>> Start Supplied passage

Add streaming responses + litellm-sourced pricing by drogers0 · Pull Request #6 · smarttransit-ai/bedrock-api

drogers0 · 2026-06-05T20:07:37Z

Summary

Two features:

Streaming responses — the proxy can now stream Bedrock responses (SSE), via a transport migration to FastAPI + the Lambda Web Adapter on a Lambda Function URL (RESPONSE_STREAM), packaged as a container image. (HTTP API v2 cannot stream; Python Lambda needs LWA.)
litellm-sourced pricing — DEFAULT_PRICING is now generated from a vendored, Bedrock-filtered snapshot of litellm's community pricing data instead of the AWS pricing API (no runtime litellm dependency).

Pricing (litellm)

scripts/gen_pricing.py reads scripts/vendor/litellm_model_prices.json (vendored, MIT-attributed, refresh procedure documented) and converts per-token USD → integer µUSD/1k.
Cross-region variants derived bidirectionally for providers that actually have inference profiles (no phantom IDs).
Coverage-regression gate: generation hard-fails if any model ID in scripts/vendor/supported_model_ids.txt would lose explicit pricing (prevents silent fallback to the over-count tier).
Unknown models keep the budget-protective Opus-tier fallback — litellm's own behavior (silently $0 for unmapped models) is unsafe for a quota proxy, so it was deliberately not adopted.

>> End Supplied passage
>> Start Provided records

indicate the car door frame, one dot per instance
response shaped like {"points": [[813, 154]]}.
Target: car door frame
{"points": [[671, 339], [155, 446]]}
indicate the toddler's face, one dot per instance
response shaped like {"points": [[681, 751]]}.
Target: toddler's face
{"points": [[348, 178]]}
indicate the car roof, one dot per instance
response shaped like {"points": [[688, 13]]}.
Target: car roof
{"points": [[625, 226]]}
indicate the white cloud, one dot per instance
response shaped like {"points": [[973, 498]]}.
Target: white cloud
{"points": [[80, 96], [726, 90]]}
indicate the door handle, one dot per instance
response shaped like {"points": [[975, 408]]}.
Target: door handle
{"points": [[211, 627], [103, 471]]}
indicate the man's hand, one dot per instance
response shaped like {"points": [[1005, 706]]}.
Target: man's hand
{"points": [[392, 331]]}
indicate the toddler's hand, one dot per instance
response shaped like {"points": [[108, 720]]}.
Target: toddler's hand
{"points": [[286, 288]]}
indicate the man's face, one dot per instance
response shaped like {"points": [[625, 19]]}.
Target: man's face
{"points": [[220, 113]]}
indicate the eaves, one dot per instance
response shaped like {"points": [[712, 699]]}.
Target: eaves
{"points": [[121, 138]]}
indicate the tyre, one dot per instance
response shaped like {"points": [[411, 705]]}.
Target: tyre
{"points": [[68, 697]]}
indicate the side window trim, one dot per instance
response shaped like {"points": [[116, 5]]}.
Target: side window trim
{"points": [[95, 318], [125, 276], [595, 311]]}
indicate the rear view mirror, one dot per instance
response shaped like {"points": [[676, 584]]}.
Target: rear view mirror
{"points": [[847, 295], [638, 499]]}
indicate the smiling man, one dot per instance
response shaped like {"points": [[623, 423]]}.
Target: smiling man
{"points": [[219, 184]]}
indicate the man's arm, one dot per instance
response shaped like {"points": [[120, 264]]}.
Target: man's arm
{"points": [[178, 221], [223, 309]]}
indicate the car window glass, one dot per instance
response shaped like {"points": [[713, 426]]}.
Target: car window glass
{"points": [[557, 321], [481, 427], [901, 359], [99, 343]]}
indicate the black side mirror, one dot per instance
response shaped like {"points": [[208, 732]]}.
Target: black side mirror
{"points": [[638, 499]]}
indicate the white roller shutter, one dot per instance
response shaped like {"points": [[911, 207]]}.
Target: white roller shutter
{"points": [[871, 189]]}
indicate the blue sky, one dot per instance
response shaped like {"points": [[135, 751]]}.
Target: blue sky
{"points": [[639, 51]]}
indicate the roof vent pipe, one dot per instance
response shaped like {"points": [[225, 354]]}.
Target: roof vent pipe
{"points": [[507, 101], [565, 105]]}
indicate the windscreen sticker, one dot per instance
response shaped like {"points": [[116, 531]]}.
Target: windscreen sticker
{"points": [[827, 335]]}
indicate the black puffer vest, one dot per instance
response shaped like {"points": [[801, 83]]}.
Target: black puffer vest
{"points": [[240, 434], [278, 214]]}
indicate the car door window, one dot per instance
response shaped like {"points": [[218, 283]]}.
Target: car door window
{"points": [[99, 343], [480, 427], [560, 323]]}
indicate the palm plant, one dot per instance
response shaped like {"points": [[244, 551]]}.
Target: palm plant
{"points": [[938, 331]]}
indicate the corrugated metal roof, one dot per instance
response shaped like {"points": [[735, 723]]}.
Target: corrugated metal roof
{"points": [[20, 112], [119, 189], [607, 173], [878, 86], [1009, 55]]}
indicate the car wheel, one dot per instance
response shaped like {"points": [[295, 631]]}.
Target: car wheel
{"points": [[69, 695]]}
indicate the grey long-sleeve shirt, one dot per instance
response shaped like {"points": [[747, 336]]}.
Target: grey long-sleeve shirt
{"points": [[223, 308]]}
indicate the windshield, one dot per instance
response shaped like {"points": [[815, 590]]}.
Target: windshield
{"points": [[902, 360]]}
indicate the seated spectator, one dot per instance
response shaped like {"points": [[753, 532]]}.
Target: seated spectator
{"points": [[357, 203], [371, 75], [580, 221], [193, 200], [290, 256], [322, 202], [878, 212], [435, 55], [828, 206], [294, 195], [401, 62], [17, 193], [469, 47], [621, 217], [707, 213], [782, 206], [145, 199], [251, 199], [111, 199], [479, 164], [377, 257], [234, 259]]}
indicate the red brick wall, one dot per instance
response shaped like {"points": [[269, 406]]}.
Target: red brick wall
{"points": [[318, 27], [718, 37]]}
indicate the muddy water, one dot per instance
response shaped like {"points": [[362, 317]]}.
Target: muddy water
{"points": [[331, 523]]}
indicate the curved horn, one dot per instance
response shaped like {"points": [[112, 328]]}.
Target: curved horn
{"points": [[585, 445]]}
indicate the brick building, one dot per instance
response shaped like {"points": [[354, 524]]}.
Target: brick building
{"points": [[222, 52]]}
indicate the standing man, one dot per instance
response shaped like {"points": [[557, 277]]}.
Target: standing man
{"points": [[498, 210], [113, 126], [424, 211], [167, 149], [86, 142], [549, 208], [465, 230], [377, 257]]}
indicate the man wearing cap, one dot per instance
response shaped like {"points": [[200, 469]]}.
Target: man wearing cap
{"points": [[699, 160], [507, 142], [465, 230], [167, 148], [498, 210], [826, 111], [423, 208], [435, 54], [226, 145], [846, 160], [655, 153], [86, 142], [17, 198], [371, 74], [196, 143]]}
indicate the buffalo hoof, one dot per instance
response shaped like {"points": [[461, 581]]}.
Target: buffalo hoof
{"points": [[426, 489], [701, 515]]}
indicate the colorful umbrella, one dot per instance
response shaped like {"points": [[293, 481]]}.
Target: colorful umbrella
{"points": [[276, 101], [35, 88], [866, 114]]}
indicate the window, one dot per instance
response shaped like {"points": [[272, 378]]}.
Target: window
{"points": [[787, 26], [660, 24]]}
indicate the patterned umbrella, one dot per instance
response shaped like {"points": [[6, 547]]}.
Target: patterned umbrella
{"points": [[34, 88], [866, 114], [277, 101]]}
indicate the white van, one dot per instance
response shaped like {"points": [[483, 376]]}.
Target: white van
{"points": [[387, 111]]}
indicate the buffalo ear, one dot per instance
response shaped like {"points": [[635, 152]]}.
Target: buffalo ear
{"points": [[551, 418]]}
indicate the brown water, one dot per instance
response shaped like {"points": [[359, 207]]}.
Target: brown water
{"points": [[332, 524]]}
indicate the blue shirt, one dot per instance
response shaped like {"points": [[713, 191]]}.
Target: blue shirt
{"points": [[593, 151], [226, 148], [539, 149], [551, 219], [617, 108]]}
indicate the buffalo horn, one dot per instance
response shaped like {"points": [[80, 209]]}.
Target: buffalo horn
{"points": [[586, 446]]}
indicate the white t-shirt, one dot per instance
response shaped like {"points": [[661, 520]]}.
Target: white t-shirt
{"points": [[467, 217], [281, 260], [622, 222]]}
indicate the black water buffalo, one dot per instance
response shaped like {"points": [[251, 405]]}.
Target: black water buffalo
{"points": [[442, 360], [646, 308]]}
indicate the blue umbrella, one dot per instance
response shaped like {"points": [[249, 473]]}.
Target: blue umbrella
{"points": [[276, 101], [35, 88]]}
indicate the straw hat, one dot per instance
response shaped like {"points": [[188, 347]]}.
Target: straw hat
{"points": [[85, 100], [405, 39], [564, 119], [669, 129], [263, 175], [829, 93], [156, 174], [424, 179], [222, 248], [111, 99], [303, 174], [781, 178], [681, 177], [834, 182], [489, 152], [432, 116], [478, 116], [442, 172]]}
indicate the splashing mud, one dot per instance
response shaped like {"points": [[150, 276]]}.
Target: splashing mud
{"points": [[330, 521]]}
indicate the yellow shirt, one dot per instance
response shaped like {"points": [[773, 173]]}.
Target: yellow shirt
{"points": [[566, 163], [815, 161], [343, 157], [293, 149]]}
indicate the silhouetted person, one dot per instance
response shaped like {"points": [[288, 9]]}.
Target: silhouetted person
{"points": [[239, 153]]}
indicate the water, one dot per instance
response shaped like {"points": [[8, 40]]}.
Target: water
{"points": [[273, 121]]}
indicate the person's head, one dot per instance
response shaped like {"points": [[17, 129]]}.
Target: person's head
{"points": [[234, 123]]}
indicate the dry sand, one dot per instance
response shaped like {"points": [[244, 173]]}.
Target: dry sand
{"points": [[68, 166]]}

>> End Provided records

Task instructions -
**a.** Translate this sentence from the pull request summary into Spanish: "Unknown models keep the budget-protective Opus-tier fallback — litellm's own behavior (silently $0 for unmapped models) is unsafe for a quota proxy, so it was deliberately not adopted."
**b.** Resume the pull request summary on streaming responses and litellm pricing, starting right after its final sentence.

Results of the tasks -
**a.** Los modelos desconocidos conservan la tarifa de respaldo de nivel Opus, que protege el presupuesto: el comportamiento propio de litellm (0 $ en silencio para los modelos no mapeados) no es seguro para un proxy de cuotas, por lo que deliberadamente no se adoptó.

**b.**
Embedding models (billable via /invoke) retained; zero-priced (rerank) dropped. compute_cost runtime path unchanged.

Streaming (transport + routes)

New: lambda/proxy/app.py (FastAPI), deps.py, Dockerfile (python:3.12-slim + LWA), requirements.txt. handler.py removed. /converse, /invoke, /usage ported with identical auth/quota/billing semantics, error envelope, status codes, and structured-log events.
New routes: POST /model/{id}/converse-stream and POST /model/{id}/invoke-with-response-stream — faithful SSE relay of Bedrock events.
- Streams open eagerly so call-time errors return real 4xx/5xx (not 200 + error-event); mid-stream Bedrock EventStream error members (throttling, model-stream-error, model-timeout, …) become a terminal SSE error frame.
- Usage captured from the stream tail (converse metadata; invoke message_start/message_delta, including cache tokens) and billed post-flight via the same compute_cost + write_usage path, disconnect-safe in finally.
- Bytes-valued events are base64-encoded for JSON/SSE transport.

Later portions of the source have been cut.